> Task item:
When every entry has been read, print each one back exactly.

======== Given data

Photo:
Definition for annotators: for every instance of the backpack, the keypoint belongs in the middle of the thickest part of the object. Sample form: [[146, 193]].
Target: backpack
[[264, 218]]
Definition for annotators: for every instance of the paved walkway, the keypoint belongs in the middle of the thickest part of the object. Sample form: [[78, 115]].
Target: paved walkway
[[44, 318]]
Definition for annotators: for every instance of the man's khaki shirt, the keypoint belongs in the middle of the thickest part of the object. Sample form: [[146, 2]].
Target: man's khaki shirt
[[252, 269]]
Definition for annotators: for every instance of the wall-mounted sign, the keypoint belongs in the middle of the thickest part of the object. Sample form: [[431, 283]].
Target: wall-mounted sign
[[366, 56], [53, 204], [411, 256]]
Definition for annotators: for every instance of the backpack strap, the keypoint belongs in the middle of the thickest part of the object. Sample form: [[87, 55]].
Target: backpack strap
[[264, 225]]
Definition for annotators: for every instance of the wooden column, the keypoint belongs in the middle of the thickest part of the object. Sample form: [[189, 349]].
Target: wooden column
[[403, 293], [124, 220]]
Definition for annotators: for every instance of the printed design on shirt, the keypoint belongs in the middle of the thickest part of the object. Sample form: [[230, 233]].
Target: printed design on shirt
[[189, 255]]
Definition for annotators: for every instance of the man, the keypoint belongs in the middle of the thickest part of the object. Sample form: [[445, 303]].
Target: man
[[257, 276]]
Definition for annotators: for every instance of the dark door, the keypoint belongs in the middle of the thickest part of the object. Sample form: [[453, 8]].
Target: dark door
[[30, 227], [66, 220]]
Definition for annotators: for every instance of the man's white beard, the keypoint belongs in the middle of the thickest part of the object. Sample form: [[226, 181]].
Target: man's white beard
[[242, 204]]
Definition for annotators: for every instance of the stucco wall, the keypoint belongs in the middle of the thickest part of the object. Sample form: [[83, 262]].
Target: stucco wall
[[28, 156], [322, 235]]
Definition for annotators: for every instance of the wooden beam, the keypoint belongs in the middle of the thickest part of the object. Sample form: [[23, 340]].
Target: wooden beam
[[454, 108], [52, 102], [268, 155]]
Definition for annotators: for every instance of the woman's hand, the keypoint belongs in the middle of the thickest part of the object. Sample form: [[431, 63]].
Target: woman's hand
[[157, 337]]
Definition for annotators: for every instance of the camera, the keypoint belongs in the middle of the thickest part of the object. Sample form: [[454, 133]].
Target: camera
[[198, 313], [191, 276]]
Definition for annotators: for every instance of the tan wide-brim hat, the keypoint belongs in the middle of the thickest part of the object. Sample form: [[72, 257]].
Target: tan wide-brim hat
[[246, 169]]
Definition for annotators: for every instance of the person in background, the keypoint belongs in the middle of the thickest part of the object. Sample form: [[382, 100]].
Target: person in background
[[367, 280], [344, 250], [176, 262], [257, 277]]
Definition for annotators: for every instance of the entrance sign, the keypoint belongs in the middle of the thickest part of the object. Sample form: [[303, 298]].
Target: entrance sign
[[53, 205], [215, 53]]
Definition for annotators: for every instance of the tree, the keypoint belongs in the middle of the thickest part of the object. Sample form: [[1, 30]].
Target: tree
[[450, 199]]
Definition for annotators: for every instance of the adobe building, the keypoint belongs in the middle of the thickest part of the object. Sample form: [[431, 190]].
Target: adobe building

================

> Output below:
Photo:
Definition for annotators: for every instance of the backpack, the keypoint belongs in the middle of the thickest part of the object. Sample form: [[146, 193]].
Target: backpack
[[264, 218]]
Definition for annotators: for every instance of the paved walkway, the keypoint belongs in the middle of the thickest part of the object. Sample form: [[78, 115]].
Target: paved walkway
[[44, 318]]
Definition for annotators: for every instance of the man's khaki shirt, the keypoint belongs in the middle of the thickest part of the object. Sample form: [[146, 2]].
Target: man's khaki shirt
[[252, 269]]
Definition for annotators: for every instance of the wall-mounted sign, the keypoint belongs in the middle of the thickest part of the object. Sample form: [[431, 283]].
Target: wall-mounted sign
[[366, 56], [53, 204], [411, 256]]
Definition for annotators: for every instance of the backpack strap, the keypoint belongs in the middle of the thickest part of the object. Sample form: [[87, 55]].
Target: backpack strap
[[264, 225]]
Definition for annotators: for every instance of the wooden column, the keypoint belongs in the middle of the thickest part of the object. Sample form: [[189, 349]].
Target: wooden column
[[403, 293], [124, 220]]
Definition for annotators: for every instance of the printed design on shirt, the keypoint belongs in the middle of the thickest part of the object. Sample form: [[230, 233]].
Target: printed design on shirt
[[189, 255]]
Definition for annotators: for every instance of the man, the keypoint belongs in the middle of the thickest part of the object. Sample form: [[445, 303]].
Target: man
[[257, 276]]
Definition for annotators: for every instance of the dark door, the keypoint belongs in the middle of the thickest part of the object. Sample form: [[453, 8]].
Target: dark door
[[30, 227], [66, 220]]
Definition for annotators: for every instance of the man's white beard, the keypoint belongs in the middle of the thickest part of the object. Sample form: [[226, 181]].
Target: man's white beard
[[242, 204]]
Definition for annotators: for every instance of the stucco wall, the keypoint belongs in the middle of the thickest part of the object. Sample form: [[83, 262]].
Target: stucco wall
[[28, 156], [322, 235]]
Definition for annotators: for every instance of the wooden beam, the keypoint belongs in the middle of the thickest part of the object. Sample form: [[23, 340]].
Target: wooden beam
[[454, 108], [52, 102], [268, 155]]
Definition for annotators: for every instance of the woman's hand, the keypoint belongs in the middle of the thickest part of the object. Sample form: [[431, 63]].
Target: woman's hand
[[157, 337]]
Definition for annotators: for every instance of the camera, the keypoint belongs in the middle of the thickest part of the object. Sample form: [[454, 133]].
Target: camera
[[198, 313], [191, 276]]
Definition for annotators: for every instance of the tan wide-brim hat, the keypoint belongs in the middle of the thickest part of the object. Sample form: [[72, 257]].
Target: tan wide-brim hat
[[246, 169]]
Definition for annotators: for every instance of the person in background, the keypoint belongs in the middle of the thickest part of the object. Sample form: [[382, 100]].
Target: person in background
[[367, 280], [344, 250], [176, 262], [257, 277]]
Definition for annotators: for every instance of the entrance sign, the keypoint belongs in the middle of the thickest part of the object. Sample form: [[303, 298]].
Target: entrance sign
[[53, 205], [215, 53]]
Definition for annotators: for every instance of the tree, the keypoint belongs in the middle of the thickest part of the object. Sample form: [[1, 30]].
Target: tree
[[450, 199]]
Definition for annotators: for every instance of the adobe building, the keypoint belongs in the middle of the thickest part of the object. Sample form: [[431, 190]].
Target: adobe building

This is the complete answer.